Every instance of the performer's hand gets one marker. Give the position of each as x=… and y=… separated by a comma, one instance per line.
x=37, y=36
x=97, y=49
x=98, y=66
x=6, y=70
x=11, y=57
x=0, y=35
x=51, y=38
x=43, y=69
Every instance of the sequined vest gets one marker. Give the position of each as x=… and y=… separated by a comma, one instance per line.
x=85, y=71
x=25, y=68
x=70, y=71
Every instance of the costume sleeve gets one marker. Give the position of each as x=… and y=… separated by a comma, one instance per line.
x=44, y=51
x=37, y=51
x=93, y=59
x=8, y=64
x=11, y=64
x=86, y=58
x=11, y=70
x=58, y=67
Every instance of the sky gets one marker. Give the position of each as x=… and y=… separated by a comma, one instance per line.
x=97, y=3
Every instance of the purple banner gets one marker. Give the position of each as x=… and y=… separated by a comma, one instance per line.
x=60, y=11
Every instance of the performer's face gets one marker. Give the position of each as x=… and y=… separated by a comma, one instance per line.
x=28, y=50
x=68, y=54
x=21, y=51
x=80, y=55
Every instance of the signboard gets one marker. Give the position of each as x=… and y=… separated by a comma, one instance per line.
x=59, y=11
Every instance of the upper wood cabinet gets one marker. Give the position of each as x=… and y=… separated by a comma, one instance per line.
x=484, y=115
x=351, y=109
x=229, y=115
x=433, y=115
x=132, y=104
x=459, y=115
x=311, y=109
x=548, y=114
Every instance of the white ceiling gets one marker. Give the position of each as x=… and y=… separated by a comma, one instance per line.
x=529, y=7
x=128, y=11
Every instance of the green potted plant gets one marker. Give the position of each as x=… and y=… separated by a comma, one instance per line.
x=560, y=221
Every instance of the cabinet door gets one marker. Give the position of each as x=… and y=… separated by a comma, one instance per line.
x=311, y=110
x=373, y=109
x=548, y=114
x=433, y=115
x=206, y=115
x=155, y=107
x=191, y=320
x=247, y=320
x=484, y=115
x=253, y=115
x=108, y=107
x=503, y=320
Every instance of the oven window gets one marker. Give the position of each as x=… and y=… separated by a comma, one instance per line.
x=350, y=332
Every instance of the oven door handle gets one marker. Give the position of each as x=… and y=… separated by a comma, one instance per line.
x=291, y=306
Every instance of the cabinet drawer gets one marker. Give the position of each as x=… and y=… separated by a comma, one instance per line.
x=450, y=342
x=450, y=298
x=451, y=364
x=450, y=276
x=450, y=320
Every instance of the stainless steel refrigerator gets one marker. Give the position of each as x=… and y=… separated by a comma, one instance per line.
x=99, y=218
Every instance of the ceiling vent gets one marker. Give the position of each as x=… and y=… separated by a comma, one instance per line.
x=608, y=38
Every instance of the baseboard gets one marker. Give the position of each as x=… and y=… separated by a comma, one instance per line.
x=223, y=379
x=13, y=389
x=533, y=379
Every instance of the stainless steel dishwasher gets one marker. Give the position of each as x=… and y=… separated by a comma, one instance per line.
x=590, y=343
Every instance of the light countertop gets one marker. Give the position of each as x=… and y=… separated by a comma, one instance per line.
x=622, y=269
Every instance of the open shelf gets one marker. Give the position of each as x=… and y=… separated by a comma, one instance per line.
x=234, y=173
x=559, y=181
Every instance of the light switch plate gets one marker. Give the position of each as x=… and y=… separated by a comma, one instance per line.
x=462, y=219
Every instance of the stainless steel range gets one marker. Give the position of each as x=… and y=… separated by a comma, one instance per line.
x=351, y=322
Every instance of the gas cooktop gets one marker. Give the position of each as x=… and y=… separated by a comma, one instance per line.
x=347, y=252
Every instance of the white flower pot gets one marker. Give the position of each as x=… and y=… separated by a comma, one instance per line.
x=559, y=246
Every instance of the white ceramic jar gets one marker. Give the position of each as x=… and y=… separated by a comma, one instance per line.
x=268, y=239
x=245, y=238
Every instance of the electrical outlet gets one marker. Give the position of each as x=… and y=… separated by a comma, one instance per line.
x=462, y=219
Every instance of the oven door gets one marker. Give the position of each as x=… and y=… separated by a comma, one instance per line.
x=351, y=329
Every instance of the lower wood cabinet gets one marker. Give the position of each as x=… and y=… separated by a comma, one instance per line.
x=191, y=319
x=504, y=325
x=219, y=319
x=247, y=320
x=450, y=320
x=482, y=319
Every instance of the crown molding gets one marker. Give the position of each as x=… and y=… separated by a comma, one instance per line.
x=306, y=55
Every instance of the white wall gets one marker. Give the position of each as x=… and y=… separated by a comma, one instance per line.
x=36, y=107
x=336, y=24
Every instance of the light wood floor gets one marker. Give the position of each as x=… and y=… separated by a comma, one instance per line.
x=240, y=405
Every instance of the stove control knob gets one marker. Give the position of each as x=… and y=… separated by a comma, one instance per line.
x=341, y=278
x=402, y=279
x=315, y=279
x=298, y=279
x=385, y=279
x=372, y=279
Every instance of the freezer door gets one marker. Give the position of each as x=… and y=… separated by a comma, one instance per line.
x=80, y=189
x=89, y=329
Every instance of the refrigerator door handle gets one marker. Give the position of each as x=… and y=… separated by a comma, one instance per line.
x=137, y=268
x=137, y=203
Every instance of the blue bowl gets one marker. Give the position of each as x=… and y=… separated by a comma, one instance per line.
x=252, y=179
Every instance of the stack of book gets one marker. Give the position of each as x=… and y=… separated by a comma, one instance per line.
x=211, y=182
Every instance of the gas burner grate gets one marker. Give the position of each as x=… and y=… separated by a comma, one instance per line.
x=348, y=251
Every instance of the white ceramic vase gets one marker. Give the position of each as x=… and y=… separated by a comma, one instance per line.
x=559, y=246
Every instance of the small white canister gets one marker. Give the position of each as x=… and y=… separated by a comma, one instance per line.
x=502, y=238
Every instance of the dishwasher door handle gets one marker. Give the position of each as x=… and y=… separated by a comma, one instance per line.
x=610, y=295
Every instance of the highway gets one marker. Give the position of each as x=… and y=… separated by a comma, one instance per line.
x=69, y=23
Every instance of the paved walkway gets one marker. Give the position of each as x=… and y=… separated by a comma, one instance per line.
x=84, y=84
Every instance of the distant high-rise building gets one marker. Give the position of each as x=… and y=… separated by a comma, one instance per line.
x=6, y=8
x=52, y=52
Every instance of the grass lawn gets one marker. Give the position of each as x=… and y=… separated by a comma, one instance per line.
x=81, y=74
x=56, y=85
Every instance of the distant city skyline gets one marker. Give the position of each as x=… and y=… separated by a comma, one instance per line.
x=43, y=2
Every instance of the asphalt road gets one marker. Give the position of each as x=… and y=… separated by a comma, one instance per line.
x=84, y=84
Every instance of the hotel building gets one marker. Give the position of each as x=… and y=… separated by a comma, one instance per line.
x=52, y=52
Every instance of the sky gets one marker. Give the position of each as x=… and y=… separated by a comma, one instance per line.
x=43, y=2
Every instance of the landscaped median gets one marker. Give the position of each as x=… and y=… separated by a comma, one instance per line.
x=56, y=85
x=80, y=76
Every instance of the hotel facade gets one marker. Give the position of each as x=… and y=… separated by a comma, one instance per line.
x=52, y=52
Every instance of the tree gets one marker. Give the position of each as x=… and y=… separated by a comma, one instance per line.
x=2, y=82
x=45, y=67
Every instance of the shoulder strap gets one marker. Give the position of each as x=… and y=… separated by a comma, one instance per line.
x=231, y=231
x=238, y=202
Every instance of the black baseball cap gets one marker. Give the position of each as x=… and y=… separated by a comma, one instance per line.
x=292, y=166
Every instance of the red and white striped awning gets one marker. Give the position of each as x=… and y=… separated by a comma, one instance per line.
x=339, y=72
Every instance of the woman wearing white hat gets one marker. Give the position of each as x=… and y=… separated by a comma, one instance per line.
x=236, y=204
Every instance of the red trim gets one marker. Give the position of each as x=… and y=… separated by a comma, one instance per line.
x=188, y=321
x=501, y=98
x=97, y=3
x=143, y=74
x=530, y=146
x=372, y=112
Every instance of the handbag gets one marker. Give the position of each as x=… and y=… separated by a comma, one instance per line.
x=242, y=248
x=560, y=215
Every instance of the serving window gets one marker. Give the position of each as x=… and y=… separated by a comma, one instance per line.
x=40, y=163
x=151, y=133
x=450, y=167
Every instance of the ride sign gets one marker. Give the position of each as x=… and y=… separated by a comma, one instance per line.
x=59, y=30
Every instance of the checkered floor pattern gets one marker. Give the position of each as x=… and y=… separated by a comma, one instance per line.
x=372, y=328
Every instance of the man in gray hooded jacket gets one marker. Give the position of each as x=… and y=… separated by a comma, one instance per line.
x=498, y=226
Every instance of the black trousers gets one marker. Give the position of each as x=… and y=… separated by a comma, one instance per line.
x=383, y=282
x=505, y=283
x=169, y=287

##############################

Starting at the line with "Every instance of the black trousers", restate each line through the end of the records, both ends included, and stop there.

• [Output below]:
Every instance of the black trousers gets one marker. Give the position of each as x=… and y=… separated by a comma, one instance per line.
x=383, y=282
x=505, y=283
x=169, y=287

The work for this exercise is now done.